Point labels for objects:
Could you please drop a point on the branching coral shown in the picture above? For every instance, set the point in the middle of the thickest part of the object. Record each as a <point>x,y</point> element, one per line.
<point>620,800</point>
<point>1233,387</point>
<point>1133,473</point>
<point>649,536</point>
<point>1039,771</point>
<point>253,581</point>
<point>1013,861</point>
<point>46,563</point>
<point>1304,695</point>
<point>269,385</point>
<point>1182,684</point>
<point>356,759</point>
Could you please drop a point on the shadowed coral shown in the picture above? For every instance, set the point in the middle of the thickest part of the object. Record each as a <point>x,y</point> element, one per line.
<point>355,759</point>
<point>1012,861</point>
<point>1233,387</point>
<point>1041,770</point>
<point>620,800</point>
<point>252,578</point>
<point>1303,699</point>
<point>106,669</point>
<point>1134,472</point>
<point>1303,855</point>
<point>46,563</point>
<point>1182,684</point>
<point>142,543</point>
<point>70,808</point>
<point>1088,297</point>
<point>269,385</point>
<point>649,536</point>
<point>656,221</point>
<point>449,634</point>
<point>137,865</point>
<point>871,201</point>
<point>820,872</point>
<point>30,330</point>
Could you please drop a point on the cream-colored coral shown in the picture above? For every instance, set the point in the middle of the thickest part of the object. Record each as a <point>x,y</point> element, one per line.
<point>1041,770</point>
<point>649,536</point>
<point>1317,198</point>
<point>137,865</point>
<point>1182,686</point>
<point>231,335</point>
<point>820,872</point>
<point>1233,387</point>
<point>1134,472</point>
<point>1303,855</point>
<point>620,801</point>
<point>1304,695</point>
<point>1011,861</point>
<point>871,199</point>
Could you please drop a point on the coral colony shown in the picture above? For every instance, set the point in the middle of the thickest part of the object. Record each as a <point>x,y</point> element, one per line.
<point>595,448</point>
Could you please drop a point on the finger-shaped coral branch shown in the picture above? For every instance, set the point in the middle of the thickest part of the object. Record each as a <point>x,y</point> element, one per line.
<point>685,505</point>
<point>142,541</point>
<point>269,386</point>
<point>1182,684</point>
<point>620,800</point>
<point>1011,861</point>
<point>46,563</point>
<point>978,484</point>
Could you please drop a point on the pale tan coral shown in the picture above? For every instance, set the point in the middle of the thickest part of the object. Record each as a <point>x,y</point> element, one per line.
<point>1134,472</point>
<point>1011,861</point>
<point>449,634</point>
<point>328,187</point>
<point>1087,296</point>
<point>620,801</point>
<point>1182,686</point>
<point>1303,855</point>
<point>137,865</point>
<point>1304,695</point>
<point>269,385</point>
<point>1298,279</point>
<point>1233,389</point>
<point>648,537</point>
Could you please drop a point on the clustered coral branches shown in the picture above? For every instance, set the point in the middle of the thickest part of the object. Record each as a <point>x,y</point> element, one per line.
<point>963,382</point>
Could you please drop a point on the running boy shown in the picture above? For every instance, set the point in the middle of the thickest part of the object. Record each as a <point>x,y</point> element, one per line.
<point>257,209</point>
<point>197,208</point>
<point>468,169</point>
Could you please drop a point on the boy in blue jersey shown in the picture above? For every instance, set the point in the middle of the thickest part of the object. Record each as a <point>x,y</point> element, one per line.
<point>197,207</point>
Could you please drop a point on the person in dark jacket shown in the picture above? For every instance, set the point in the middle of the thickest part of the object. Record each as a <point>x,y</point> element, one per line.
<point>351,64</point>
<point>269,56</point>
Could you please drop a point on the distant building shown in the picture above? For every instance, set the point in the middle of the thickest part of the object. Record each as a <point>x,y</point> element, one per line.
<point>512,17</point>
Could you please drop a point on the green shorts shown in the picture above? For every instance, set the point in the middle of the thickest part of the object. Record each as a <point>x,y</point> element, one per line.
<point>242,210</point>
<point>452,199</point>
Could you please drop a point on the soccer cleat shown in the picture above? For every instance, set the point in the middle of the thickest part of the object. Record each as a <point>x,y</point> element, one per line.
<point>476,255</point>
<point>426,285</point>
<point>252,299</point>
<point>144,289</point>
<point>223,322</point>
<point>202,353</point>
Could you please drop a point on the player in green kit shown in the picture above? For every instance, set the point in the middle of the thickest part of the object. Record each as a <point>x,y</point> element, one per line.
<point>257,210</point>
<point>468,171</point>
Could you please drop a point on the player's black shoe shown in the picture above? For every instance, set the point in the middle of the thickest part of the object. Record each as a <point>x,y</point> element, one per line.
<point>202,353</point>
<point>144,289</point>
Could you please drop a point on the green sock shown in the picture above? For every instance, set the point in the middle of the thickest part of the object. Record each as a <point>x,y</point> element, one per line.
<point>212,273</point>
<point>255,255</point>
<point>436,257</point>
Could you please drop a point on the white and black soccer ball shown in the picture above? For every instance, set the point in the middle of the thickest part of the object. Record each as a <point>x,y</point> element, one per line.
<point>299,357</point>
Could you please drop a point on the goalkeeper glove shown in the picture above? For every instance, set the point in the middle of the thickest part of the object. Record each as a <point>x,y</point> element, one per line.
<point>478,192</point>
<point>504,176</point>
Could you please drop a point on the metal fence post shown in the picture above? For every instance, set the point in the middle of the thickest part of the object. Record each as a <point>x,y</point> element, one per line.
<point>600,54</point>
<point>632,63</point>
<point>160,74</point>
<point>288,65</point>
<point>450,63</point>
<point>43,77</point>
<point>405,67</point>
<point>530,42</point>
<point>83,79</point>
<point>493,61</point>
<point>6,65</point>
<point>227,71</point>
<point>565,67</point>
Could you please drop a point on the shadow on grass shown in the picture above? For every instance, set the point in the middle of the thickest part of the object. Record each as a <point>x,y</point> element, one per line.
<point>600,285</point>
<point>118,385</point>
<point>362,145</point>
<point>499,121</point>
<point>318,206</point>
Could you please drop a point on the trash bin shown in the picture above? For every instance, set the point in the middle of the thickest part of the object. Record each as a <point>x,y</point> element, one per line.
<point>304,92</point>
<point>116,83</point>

(WRITTEN REQUEST)
Please recast every line of the entries above as a Markdown table with the columns Row and Line. Number each row and skip any blank lines.

(SOLUTION FOR THIS EXERCISE)
| Row | Line |
|---|---|
| 1 | Could you please drop a point on the branching coral shown in the picture above? For every instance, set the point in the middle of the thickest part of the object. Record each as a <point>x,y</point> element, one per line. |
| 2 | <point>620,800</point> |
| 3 | <point>1233,387</point> |
| 4 | <point>1133,473</point> |
| 5 | <point>649,536</point> |
| 6 | <point>1039,771</point> |
| 7 | <point>253,581</point> |
| 8 | <point>1013,861</point> |
| 9 | <point>46,563</point> |
| 10 | <point>1304,695</point> |
| 11 | <point>269,385</point> |
| 12 | <point>1182,684</point> |
| 13 | <point>356,759</point> |
| 14 | Could you please drop a point on the shadowed coral shown in the picture above? For every instance, set the point in the middle of the thickest part of the object. Record each as a <point>x,y</point> element, one per line. |
| 15 | <point>355,759</point> |
| 16 | <point>1012,861</point> |
| 17 | <point>1233,387</point> |
| 18 | <point>1041,770</point> |
| 19 | <point>620,800</point> |
| 20 | <point>252,578</point> |
| 21 | <point>1303,699</point> |
| 22 | <point>106,669</point> |
| 23 | <point>1134,472</point> |
| 24 | <point>1303,855</point> |
| 25 | <point>46,563</point> |
| 26 | <point>1182,684</point> |
| 27 | <point>142,543</point> |
| 28 | <point>70,808</point> |
| 29 | <point>1088,297</point> |
| 30 | <point>269,385</point> |
| 31 | <point>649,536</point> |
| 32 | <point>656,221</point> |
| 33 | <point>449,634</point> |
| 34 | <point>137,865</point> |
| 35 | <point>871,201</point> |
| 36 | <point>820,872</point> |
| 37 | <point>30,330</point> |
| 38 | Could you please drop a point on the cream-colored coral shown in the picture above? For every instance, set the point in the middle of the thickest part of the object. Record each as a <point>x,y</point> element, one per line. |
| 39 | <point>1041,770</point> |
| 40 | <point>649,536</point> |
| 41 | <point>1317,198</point> |
| 42 | <point>137,865</point> |
| 43 | <point>1182,686</point> |
| 44 | <point>231,335</point> |
| 45 | <point>820,872</point> |
| 46 | <point>1233,387</point> |
| 47 | <point>1134,472</point> |
| 48 | <point>1303,855</point> |
| 49 | <point>620,801</point> |
| 50 | <point>1304,695</point> |
| 51 | <point>1011,861</point> |
| 52 | <point>871,199</point> |
| 53 | Could you please drop a point on the coral colony shown in the picture above? For every instance, set the point in the middle of the thickest part of the object. Record each as a <point>x,y</point> element, one per line. |
| 54 | <point>595,448</point> |
| 55 | Could you please drop a point on the finger-shaped coral branch shown in the picture above? For every instance, set the point in the middle of the thickest part of the object. Record each as a <point>x,y</point> element, one per line. |
| 56 | <point>685,505</point> |
| 57 | <point>142,541</point> |
| 58 | <point>269,386</point> |
| 59 | <point>1182,684</point> |
| 60 | <point>620,800</point> |
| 61 | <point>1011,861</point> |
| 62 | <point>46,563</point> |
| 63 | <point>978,484</point> |
| 64 | Could you please drop a point on the pale tan coral shown in the picture above? For every instance, set the point in the middle of the thickest part of the object. Record each as a <point>x,y</point> element, one per line. |
| 65 | <point>1134,472</point> |
| 66 | <point>1011,861</point> |
| 67 | <point>449,634</point> |
| 68 | <point>328,187</point> |
| 69 | <point>1087,296</point> |
| 70 | <point>620,801</point> |
| 71 | <point>1182,686</point> |
| 72 | <point>1303,855</point> |
| 73 | <point>137,865</point> |
| 74 | <point>1304,695</point> |
| 75 | <point>269,385</point> |
| 76 | <point>1298,279</point> |
| 77 | <point>1233,389</point> |
| 78 | <point>648,537</point> |
| 79 | Could you please drop a point on the clustered coral branches shown in the picture above? For every instance, set the point in the middle of the thickest part of the object. Record each as a <point>x,y</point> element, one per line. |
| 80 | <point>963,382</point> |
| 81 | Could you please drop a point on the running boy shown in the picture above? For every instance, set the point in the middle of the thickest part of the object. Record each as a <point>x,y</point> element, one per line. |
| 82 | <point>257,209</point> |
| 83 | <point>197,208</point> |
| 84 | <point>468,169</point> |
| 85 | Could you please drop a point on the boy in blue jersey shown in the picture above? For every instance, set the point in the middle of the thickest part of the object. Record each as a <point>x,y</point> element, one per line. |
| 86 | <point>197,207</point> |
| 87 | Could you please drop a point on the person in dark jacket shown in the picture above? For every instance, set the point in the middle of the thickest part of the object. Record each as a <point>x,y</point> element, one per line. |
| 88 | <point>351,64</point> |
| 89 | <point>269,56</point> |
| 90 | Could you please drop a point on the distant building shown in the picture above? For every instance, set the point in the middle of the thickest part of the object. Record each as a <point>x,y</point> element, one per line. |
| 91 | <point>512,17</point> |
| 92 | Could you please drop a point on the green shorts shown in the picture above? For every instance, set the point in the middle of the thickest part of the object. Record each as a <point>x,y</point> element, one per line. |
| 93 | <point>242,210</point> |
| 94 | <point>452,199</point> |
| 95 | Could you please drop a point on the soccer cleat shown in the picture above? For every instance, set the point in the middle of the thickest part of the object. Record each as a <point>x,y</point> element, one per line. |
| 96 | <point>476,255</point> |
| 97 | <point>426,285</point> |
| 98 | <point>252,299</point> |
| 99 | <point>144,289</point> |
| 100 | <point>223,322</point> |
| 101 | <point>202,353</point> |
| 102 | Could you please drop a point on the player in green kit shown in the picture above? For every instance, set the point in the middle of the thickest part of the object. Record each as a <point>x,y</point> element, one per line. |
| 103 | <point>257,210</point> |
| 104 | <point>468,171</point> |
| 105 | Could you please drop a point on the player's black shoe shown in the picture above? For every instance, set the point in the middle of the thickest part of the object. Record each as a <point>x,y</point> element, one per line. |
| 106 | <point>202,353</point> |
| 107 | <point>144,289</point> |
| 108 | Could you please drop a point on the green sock shown in the picture above? For every instance, set the point in the middle of the thickest part of the object. Record each as a <point>x,y</point> element, one per line. |
| 109 | <point>212,273</point> |
| 110 | <point>255,255</point> |
| 111 | <point>436,257</point> |
| 112 | Could you please drop a point on the white and black soccer ball shown in the picture above? For every instance, set the point in the middle of the thickest part of the object. Record each as a <point>x,y</point> element, one per line. |
| 113 | <point>299,357</point> |
| 114 | Could you please drop a point on the goalkeeper glove shown in the picture above? For every instance, set the point in the middle of the thickest part of the object. Record each as a <point>x,y</point> element, one per line. |
| 115 | <point>478,192</point> |
| 116 | <point>504,176</point> |
| 117 | Could you please drop a point on the metal fence post shown in the picture above? For every instance, set the point in the middle of the thickest part of the object. Record each as a <point>x,y</point> element, one per line. |
| 118 | <point>600,54</point> |
| 119 | <point>632,63</point> |
| 120 | <point>160,74</point> |
| 121 | <point>288,65</point> |
| 122 | <point>450,63</point> |
| 123 | <point>43,77</point> |
| 124 | <point>405,67</point> |
| 125 | <point>530,42</point> |
| 126 | <point>83,79</point> |
| 127 | <point>493,61</point> |
| 128 | <point>6,65</point> |
| 129 | <point>227,71</point> |
| 130 | <point>565,67</point> |
| 131 | Could you please drop a point on the shadow on grass shown in the picture above? For every instance, set the point in the middle of the thickest part of the object. Record each as a <point>x,y</point> element, one per line. |
| 132 | <point>600,285</point> |
| 133 | <point>118,385</point> |
| 134 | <point>362,145</point> |
| 135 | <point>499,121</point> |
| 136 | <point>318,206</point> |
| 137 | Could you please drop a point on the trash bin shown in the picture above? For every instance, set the point in the middle of the thickest part of the object. Record each as a <point>x,y</point> element, one per line. |
| 138 | <point>304,92</point> |
| 139 | <point>116,83</point> |